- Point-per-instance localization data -
● ● ●

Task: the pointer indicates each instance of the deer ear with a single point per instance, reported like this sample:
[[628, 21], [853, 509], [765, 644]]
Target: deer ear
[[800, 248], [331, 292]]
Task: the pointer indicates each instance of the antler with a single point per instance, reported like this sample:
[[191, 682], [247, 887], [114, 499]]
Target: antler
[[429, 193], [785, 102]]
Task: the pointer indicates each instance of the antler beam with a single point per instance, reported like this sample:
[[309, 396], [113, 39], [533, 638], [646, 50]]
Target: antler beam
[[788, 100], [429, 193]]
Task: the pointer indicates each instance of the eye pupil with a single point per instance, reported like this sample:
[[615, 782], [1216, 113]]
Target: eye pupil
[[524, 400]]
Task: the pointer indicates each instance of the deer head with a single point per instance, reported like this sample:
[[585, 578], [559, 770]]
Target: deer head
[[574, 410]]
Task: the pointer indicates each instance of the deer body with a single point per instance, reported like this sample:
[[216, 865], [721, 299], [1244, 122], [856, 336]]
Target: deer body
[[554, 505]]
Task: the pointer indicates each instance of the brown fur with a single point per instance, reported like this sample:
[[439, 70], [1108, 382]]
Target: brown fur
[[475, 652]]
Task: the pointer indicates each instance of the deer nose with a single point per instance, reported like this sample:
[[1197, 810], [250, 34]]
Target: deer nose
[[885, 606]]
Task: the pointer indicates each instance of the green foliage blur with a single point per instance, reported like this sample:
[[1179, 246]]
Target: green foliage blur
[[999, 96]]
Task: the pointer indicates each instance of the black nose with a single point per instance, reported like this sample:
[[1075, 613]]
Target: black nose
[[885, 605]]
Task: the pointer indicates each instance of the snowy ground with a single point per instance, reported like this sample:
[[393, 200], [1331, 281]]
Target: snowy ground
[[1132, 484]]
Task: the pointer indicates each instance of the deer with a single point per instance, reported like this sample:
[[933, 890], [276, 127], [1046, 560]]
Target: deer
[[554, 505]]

● ● ●

- Required action -
Transcribe the records above exactly, keeping every line.

- Solved problem -
Task: the pointer indicates each instance of the deer ear with a single point per instance, reported like this sample:
[[628, 21], [853, 509], [765, 644]]
Target: deer ear
[[800, 248], [331, 292]]
Task: the pointer indicates each instance of the antler with a single point per instance, reported like this sample:
[[191, 682], [247, 887], [114, 499]]
Target: antler
[[429, 193], [785, 102]]
Task: the pointer indicates each instance of the antler beam with a single point per instance, reported like this sample:
[[309, 396], [113, 39], [533, 638], [646, 50]]
Target: antler beam
[[788, 100], [429, 193]]
Task: the pointer indicates each instance of the eye pupil with a single point per instance, reported like this sample:
[[615, 782], [1216, 113]]
Target: eye pupil
[[524, 400]]
Task: the pointer indicates each instance of the deer head with a single point per instance, reported like this sample:
[[585, 578], [559, 770]]
Target: deer head
[[574, 410]]
Task: the pointer indicates each instance of the deer body with a single point per instance, reported like this sample:
[[216, 865], [721, 299], [1244, 122], [856, 336]]
Target: deer body
[[554, 505]]
Task: the pointer indicates each instance of the brown fur with a single point per instance, reported like this sample:
[[439, 70], [1108, 382]]
Target: brown fur
[[475, 652]]
Task: the pointer indicates each instance of the deer nose with a single point per instance, reported like this sample:
[[1197, 810], [250, 34]]
Target: deer nose
[[885, 606]]
Task: the pointer indicates each instance of the green foliage blur with a single point per instance, reported like this sample:
[[1179, 246]]
Target: green foliage blur
[[999, 96]]
Task: the pointer indicates each instance of the black nose with a single point per instance, reported like this sample:
[[1075, 613]]
Target: black nose
[[885, 605]]
Task: the pointer indicates each instance of the snowy ground with a single point per instance, reported like this sample:
[[393, 200], [1331, 281]]
Target: snowy ground
[[1132, 484]]
Task: the pointer indicates each instance of the deer with a single point per instance, reported like this sample:
[[933, 890], [276, 127], [1046, 560]]
Target: deer
[[554, 505]]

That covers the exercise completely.